### Document text
LE CAVEAU - A look inside one of Nova Scotia's BEST local eateries
I can come up with a million reasons why you would want be in the culinary epicentre of our province. Le Caveau Restaurant at the Domaine de Grand Pré Winery is one of them.
There’s something special about this place in the approach; the landscape shifts to dykelands, fields and settlements on hillsides. Steeped in regional history—Grand Pré is a UNESCO World Heritage Site—the area was first established by Acadians in the late 1600s. As you walk onto the property, you’re kind of smacked with an old-world feel combined with new-world flair, and then it’s up to the tasting room and retail shop, the main house, and, finally, the restaurant. Founded in 1978, this was the first winery in Nova Scotia, and parts of the vineyard overlook the Bay of Fundy.

### Extracted entries
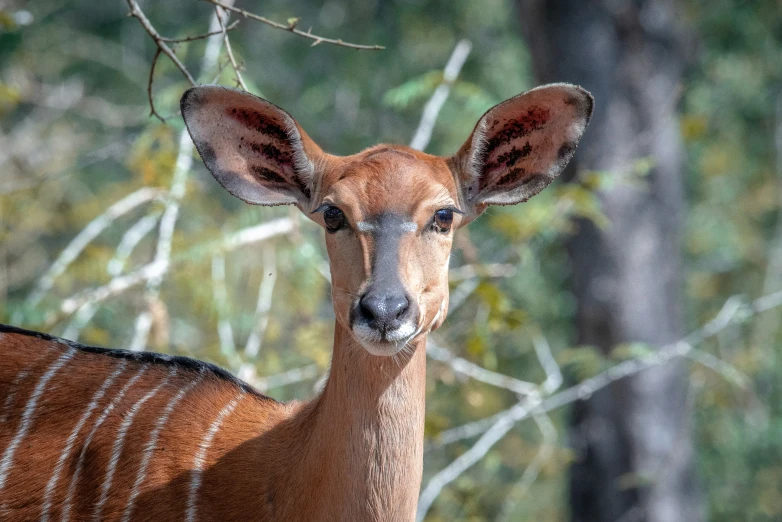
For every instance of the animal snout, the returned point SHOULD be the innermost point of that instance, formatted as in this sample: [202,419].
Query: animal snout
[384,311]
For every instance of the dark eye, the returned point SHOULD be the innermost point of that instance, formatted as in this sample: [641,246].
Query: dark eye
[334,219]
[443,219]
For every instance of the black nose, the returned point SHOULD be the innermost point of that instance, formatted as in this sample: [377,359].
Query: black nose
[383,311]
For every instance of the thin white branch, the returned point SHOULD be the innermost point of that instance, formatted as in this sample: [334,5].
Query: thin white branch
[553,373]
[113,287]
[257,233]
[156,269]
[141,329]
[264,304]
[472,370]
[488,270]
[184,162]
[83,316]
[224,330]
[285,378]
[463,462]
[223,13]
[544,453]
[496,426]
[728,371]
[461,293]
[423,134]
[130,239]
[85,237]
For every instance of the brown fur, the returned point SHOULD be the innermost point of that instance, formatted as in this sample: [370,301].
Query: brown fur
[356,451]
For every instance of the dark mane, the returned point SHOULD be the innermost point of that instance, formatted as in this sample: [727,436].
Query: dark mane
[185,363]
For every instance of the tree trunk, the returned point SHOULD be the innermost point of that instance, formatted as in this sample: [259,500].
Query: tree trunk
[632,440]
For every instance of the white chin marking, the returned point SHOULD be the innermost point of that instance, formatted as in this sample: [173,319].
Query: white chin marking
[395,340]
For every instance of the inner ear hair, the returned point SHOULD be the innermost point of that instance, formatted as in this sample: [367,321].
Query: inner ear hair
[521,145]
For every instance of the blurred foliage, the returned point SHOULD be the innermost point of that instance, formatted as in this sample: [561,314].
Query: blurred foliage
[76,137]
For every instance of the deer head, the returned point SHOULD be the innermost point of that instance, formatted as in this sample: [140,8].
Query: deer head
[389,212]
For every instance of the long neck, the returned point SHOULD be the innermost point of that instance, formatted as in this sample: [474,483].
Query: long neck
[366,438]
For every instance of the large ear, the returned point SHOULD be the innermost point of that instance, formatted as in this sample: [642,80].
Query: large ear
[520,146]
[253,148]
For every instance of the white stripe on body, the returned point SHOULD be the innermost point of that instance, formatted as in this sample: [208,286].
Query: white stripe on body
[149,448]
[66,510]
[27,417]
[119,443]
[9,399]
[365,226]
[47,498]
[200,458]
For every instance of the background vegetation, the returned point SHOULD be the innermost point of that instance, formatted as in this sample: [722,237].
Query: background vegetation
[76,138]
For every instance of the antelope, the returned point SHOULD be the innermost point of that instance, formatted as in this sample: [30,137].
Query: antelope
[90,434]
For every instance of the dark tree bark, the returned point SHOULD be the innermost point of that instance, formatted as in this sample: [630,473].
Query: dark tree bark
[631,440]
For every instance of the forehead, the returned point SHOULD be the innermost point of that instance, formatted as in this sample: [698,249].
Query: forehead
[390,179]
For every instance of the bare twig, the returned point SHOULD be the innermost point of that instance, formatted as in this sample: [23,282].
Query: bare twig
[224,329]
[156,269]
[186,39]
[184,161]
[517,492]
[85,237]
[488,270]
[220,13]
[465,367]
[283,379]
[150,81]
[546,358]
[496,426]
[292,28]
[463,462]
[423,134]
[138,14]
[264,304]
[127,244]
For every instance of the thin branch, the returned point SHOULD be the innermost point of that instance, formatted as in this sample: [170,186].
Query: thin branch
[156,269]
[152,110]
[138,14]
[546,358]
[184,161]
[83,316]
[130,239]
[264,304]
[517,492]
[423,134]
[224,329]
[496,426]
[487,270]
[185,39]
[220,13]
[283,379]
[472,370]
[85,237]
[292,28]
[463,462]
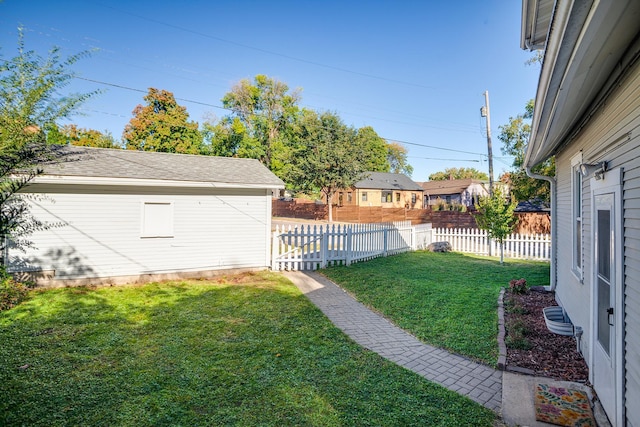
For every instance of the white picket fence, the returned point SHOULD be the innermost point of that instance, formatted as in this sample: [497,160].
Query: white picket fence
[519,246]
[312,247]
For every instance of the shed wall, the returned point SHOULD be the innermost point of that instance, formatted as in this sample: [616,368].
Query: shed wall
[212,229]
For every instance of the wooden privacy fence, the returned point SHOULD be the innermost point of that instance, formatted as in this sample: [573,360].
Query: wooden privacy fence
[520,246]
[312,247]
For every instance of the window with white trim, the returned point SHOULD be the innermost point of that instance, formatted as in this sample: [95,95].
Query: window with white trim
[576,215]
[157,219]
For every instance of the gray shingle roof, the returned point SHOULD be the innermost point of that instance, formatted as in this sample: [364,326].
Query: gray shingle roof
[113,163]
[388,181]
[453,186]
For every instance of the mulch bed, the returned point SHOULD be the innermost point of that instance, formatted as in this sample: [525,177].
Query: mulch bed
[551,355]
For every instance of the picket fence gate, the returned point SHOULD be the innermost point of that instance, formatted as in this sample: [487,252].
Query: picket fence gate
[520,246]
[312,247]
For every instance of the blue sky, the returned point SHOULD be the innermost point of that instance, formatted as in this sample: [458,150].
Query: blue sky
[415,71]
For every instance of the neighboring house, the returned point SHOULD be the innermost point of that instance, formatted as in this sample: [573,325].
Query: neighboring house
[462,191]
[135,215]
[587,115]
[389,190]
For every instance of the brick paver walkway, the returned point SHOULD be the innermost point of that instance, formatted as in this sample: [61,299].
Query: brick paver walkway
[478,382]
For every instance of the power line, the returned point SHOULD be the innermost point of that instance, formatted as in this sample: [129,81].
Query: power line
[445,160]
[231,110]
[434,147]
[456,127]
[257,49]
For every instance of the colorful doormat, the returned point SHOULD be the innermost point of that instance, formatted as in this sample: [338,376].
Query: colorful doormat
[562,406]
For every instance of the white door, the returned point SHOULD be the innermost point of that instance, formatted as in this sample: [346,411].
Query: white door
[607,288]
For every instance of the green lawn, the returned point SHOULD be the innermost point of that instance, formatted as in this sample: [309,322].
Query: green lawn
[448,300]
[247,350]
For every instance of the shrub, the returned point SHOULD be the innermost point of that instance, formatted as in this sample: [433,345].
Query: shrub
[12,292]
[518,286]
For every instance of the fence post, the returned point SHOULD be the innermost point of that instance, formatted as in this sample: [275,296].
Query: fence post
[324,247]
[385,241]
[274,248]
[348,245]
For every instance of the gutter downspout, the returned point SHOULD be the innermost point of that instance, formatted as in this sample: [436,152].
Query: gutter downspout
[552,182]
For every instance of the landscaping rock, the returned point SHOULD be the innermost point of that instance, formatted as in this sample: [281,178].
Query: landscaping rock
[439,247]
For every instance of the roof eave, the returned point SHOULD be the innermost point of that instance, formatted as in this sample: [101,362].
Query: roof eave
[104,181]
[588,50]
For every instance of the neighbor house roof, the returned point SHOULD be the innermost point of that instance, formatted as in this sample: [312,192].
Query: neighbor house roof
[451,186]
[589,48]
[388,181]
[102,164]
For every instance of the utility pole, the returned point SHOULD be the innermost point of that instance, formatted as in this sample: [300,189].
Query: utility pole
[484,112]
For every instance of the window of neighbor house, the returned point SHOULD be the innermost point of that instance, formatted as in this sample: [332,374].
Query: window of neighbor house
[157,219]
[576,215]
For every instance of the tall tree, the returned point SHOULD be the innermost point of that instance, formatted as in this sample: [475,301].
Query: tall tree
[330,157]
[261,112]
[162,125]
[397,158]
[458,173]
[515,137]
[496,216]
[73,135]
[31,102]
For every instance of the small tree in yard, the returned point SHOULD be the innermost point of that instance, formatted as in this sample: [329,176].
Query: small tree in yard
[496,216]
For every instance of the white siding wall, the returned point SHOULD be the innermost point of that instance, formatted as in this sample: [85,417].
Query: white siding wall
[213,229]
[613,134]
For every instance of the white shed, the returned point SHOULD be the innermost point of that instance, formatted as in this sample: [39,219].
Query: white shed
[131,215]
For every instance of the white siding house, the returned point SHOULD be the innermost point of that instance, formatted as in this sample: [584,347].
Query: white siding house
[130,215]
[587,115]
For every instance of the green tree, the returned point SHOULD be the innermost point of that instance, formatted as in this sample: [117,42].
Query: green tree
[515,137]
[162,125]
[330,156]
[81,137]
[496,216]
[397,158]
[459,173]
[261,112]
[31,103]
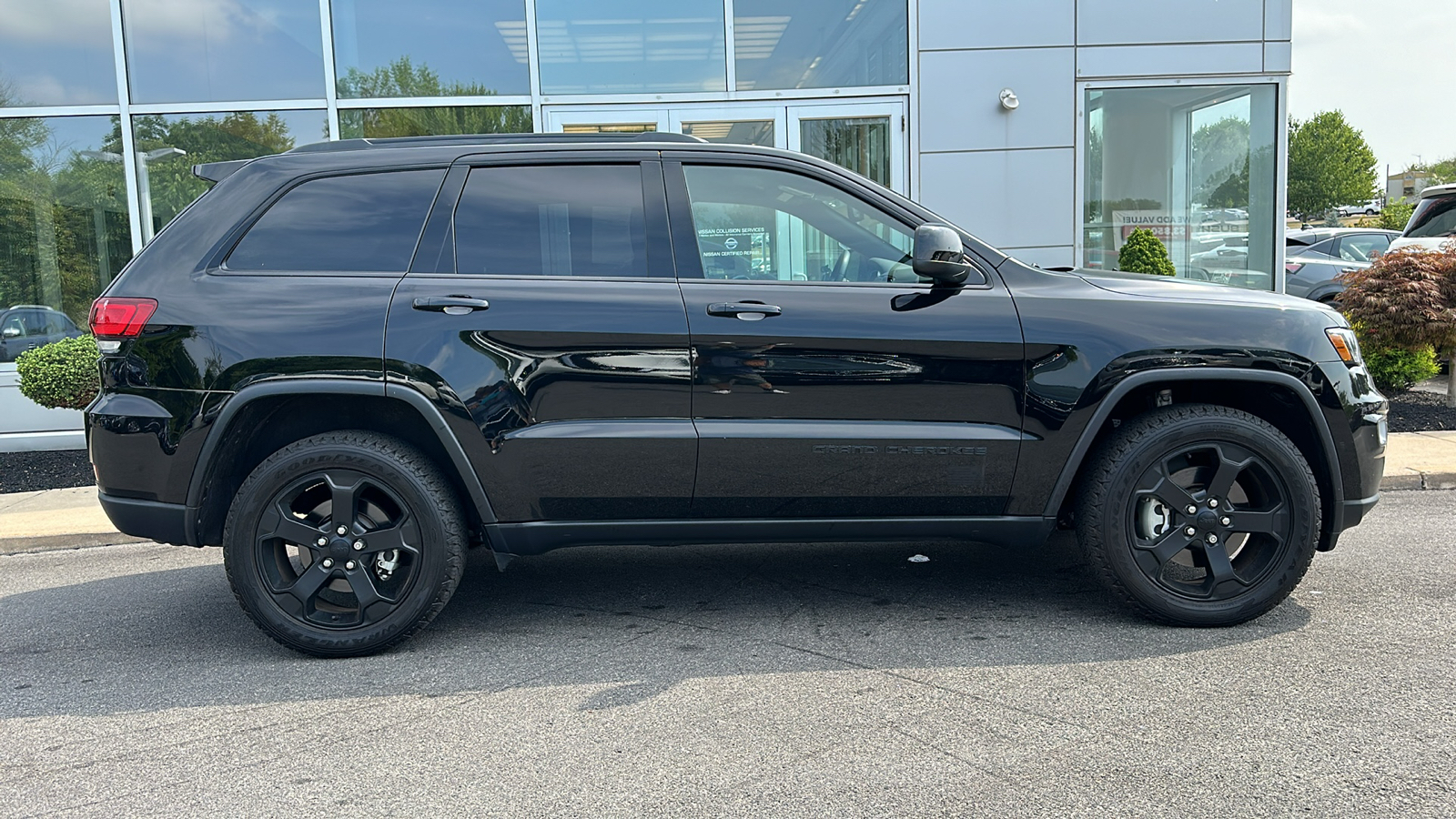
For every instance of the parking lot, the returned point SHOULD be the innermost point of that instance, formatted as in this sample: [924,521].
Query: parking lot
[769,681]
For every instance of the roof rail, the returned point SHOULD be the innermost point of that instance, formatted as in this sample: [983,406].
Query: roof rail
[494,138]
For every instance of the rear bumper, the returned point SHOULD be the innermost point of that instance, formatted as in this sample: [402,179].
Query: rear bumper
[167,522]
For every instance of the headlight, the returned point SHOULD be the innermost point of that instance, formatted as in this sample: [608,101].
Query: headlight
[1346,346]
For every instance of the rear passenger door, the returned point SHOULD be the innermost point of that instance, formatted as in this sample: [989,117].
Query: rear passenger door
[543,318]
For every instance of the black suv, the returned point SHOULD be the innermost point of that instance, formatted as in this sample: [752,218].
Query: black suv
[351,361]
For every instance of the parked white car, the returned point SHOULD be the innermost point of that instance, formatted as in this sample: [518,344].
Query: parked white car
[1433,223]
[1368,208]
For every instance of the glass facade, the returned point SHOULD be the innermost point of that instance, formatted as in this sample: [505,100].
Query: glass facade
[65,229]
[1194,165]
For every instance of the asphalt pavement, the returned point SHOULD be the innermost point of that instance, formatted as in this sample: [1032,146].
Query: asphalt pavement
[750,680]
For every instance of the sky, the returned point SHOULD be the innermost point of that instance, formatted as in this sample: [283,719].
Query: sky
[1388,65]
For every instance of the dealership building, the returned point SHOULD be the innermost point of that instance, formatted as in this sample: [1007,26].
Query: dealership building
[1050,128]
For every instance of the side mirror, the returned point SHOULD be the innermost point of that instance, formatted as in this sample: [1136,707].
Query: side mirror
[938,254]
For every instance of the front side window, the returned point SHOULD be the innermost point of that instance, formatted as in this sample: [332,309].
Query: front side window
[552,220]
[761,225]
[1434,217]
[360,223]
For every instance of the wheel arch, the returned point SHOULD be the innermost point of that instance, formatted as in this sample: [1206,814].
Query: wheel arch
[261,419]
[1251,390]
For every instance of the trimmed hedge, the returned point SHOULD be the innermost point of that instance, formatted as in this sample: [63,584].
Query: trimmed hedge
[63,375]
[1143,252]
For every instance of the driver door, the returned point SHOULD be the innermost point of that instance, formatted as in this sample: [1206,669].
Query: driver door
[829,380]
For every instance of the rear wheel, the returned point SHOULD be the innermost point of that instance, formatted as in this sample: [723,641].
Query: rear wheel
[342,544]
[1198,515]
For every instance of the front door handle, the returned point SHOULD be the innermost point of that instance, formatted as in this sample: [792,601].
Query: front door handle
[451,305]
[743,310]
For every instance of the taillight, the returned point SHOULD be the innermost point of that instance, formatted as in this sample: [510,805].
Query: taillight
[121,318]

### Activity A
Please print the passage of the Le Caveau article starting at "There’s something special" and ending at "Bay of Fundy.".
### Activity B
In the Le Caveau article, who first established the Grand Pré area?

### Problem solution A
There’s something special about this place in the approach; the landscape shifts to dykelands, fields and settlements on hillsides. Steeped in regional history—Grand Pré is a UNESCO World Heritage Site—the area was first established by Acadians in the late 1600s. As you walk onto the property, you’re kind of smacked with an old-world feel combined with new-world flair, and then it’s up to the tasting room and retail shop, the main house, and, finally, the restaurant. Founded in 1978, this was the first winery in Nova Scotia, and parts of the vineyard overlook the Bay of Fundy.

### Problem solution B
Acadians, in the late 1600s.